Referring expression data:

::::::

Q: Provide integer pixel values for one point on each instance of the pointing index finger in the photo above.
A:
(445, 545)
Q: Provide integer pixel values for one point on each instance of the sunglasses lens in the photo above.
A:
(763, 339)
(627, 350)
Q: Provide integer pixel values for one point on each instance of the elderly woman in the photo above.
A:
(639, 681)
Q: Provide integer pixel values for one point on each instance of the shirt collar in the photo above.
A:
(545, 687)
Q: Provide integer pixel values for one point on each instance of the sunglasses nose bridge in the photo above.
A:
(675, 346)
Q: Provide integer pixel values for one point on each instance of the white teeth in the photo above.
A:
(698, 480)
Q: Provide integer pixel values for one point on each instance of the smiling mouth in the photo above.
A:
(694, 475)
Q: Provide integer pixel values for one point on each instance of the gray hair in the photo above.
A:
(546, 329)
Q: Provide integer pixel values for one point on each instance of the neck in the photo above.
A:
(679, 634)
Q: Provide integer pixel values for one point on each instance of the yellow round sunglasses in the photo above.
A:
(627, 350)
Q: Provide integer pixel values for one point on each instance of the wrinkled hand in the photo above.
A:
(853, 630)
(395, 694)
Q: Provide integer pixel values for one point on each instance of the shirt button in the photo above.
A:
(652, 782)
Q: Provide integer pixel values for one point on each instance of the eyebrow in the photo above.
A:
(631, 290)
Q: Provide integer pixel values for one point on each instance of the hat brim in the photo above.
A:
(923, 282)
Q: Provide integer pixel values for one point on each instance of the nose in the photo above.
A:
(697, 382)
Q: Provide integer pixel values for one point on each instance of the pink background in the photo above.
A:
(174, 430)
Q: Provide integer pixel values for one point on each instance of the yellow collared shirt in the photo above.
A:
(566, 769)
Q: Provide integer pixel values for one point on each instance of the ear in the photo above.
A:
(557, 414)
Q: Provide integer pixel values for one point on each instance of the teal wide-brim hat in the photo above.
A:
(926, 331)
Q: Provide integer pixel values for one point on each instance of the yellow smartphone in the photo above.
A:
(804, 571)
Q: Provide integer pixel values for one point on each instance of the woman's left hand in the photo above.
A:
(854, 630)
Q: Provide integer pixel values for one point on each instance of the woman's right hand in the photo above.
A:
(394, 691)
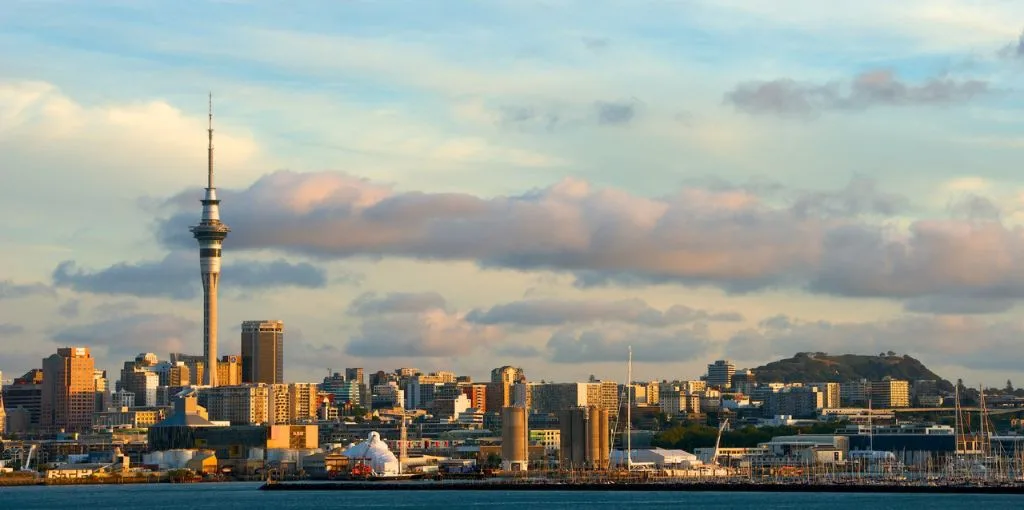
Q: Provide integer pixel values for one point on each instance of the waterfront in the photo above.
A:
(248, 496)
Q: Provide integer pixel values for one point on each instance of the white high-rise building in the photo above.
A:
(720, 374)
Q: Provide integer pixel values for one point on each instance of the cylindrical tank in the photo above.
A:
(176, 459)
(604, 438)
(514, 436)
(593, 436)
(155, 459)
(579, 437)
(565, 437)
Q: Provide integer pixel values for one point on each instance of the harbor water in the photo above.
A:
(248, 497)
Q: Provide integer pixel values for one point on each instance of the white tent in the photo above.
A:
(375, 453)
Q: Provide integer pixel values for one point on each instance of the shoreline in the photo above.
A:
(644, 486)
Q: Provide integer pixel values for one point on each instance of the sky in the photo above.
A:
(461, 185)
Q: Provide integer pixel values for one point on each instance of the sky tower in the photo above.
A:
(210, 232)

::::::

Exercise requirements:
The answer must be every line of the records above that holds the word "hand".

Output:
Q: Provide integer pixel values for one point on each instance of the wrinkled hand in the photo above.
Q: Provide integer pixel values for one point on each instance of the woman's left hand in the photo above.
Q: Provide integer pixel values for one point on each instance of the woman's right hand in the photo above.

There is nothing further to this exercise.